- Activity -
Gather all lines in the entries below that include the word "apiece".

(Dataset entries)
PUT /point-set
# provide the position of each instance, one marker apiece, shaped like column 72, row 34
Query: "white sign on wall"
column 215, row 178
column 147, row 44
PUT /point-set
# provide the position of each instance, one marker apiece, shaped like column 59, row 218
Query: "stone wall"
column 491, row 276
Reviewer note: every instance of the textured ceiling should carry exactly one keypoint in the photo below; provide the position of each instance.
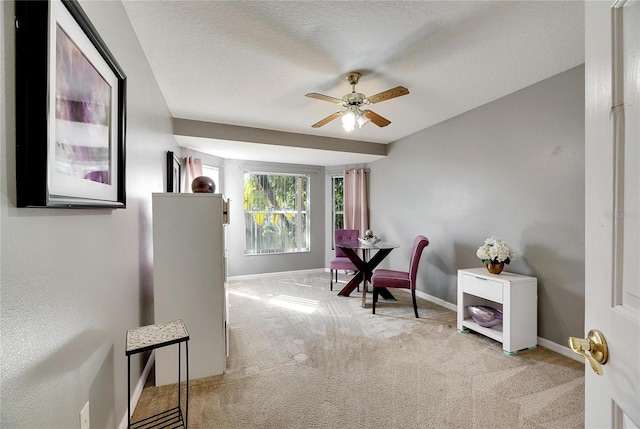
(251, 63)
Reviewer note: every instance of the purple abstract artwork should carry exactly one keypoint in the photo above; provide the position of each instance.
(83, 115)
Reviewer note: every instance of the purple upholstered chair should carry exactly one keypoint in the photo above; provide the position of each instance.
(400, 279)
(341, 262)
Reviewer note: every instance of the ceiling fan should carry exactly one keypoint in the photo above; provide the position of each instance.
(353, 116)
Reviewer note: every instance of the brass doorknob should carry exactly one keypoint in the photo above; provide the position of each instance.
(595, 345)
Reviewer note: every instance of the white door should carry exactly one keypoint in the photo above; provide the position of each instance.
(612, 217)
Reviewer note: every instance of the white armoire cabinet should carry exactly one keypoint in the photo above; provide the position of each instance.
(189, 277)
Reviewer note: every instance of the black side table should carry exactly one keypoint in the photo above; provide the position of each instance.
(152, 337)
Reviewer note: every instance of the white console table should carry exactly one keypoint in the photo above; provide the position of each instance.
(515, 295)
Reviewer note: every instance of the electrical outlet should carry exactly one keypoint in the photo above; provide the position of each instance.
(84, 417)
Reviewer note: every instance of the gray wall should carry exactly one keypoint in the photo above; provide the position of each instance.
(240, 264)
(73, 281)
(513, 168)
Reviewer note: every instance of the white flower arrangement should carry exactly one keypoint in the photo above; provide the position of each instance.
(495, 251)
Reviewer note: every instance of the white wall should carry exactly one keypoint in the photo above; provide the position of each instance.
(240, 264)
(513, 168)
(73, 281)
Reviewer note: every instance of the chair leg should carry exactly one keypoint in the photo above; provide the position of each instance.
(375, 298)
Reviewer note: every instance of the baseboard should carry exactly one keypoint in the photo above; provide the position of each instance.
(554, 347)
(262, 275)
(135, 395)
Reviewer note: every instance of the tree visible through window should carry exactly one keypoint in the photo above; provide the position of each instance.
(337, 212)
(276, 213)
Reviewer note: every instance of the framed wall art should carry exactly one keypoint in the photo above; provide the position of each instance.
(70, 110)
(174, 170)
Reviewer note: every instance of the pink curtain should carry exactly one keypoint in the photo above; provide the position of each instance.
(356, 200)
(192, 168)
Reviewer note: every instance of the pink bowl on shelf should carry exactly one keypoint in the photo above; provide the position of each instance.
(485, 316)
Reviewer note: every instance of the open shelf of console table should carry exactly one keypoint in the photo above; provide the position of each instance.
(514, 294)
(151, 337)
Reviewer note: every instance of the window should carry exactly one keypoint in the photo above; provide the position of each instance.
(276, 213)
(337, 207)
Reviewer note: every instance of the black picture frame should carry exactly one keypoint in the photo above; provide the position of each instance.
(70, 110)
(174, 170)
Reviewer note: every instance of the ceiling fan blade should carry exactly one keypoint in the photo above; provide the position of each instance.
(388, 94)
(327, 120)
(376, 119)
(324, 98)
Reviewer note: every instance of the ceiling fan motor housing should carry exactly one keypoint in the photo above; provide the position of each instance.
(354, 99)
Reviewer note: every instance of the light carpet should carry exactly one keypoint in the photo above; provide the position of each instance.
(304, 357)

==

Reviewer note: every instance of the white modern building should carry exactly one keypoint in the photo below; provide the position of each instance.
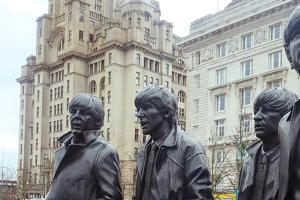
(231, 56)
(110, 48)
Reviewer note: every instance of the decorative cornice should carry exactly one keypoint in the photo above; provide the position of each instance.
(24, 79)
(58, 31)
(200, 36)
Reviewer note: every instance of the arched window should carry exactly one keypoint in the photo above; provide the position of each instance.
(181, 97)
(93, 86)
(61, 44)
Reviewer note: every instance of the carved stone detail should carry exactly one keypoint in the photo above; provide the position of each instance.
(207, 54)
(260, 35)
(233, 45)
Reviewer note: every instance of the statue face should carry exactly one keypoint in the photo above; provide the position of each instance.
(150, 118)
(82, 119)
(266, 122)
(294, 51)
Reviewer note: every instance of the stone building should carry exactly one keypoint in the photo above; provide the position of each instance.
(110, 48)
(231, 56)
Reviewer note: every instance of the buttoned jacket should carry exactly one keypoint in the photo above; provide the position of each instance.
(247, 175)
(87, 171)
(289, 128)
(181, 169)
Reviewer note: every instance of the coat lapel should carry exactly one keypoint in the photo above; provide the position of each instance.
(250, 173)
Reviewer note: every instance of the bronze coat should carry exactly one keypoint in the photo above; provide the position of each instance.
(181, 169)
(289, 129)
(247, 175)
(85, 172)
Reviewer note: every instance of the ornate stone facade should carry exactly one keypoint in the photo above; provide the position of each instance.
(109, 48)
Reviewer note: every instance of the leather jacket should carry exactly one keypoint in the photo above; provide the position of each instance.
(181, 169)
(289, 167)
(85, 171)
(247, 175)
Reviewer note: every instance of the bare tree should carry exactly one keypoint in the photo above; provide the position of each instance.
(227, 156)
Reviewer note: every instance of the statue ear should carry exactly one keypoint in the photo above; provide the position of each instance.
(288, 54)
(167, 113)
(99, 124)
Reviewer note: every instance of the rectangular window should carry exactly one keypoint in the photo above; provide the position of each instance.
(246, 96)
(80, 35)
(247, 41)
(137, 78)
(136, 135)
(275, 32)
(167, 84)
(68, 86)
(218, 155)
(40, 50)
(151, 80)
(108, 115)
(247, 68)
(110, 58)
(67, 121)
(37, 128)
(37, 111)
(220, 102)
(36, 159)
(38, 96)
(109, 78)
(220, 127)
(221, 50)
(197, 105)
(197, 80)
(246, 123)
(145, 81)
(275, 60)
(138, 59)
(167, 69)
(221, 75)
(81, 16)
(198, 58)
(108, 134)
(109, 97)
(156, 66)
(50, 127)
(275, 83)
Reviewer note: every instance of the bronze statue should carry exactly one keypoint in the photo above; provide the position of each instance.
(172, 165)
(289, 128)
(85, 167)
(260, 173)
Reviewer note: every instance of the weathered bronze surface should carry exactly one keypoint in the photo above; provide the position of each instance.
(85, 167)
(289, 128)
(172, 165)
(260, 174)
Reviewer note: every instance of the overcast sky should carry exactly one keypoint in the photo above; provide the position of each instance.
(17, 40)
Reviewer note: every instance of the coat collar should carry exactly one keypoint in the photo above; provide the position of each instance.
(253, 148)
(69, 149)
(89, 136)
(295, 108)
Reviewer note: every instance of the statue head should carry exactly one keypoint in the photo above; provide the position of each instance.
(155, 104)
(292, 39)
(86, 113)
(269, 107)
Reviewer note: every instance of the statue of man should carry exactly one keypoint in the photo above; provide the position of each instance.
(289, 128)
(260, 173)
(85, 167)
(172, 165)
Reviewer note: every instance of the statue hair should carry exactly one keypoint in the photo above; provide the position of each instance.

- Answer space -
# provide the position of each instance, one marker apiece, shaped like column 72, row 34
# provide the position of each instance, one marker apiece, shaped like column 59, row 218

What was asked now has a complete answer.